◆ Aim ◆
Give the data again, word for word.

◆ Data in this exercise ◆
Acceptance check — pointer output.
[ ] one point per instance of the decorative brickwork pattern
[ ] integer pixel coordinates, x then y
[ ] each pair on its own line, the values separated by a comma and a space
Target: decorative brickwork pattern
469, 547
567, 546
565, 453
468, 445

◆ Reply ◆
Acceptance check — pointer output.
[ ] one point per instance of the decorative brickwork pattern
[ ] integer pixel coordinates, x then y
[ ] each pair on its own line, the values separated by a comma and a space
Target: decorative brickwork pattern
469, 547
567, 546
565, 453
468, 445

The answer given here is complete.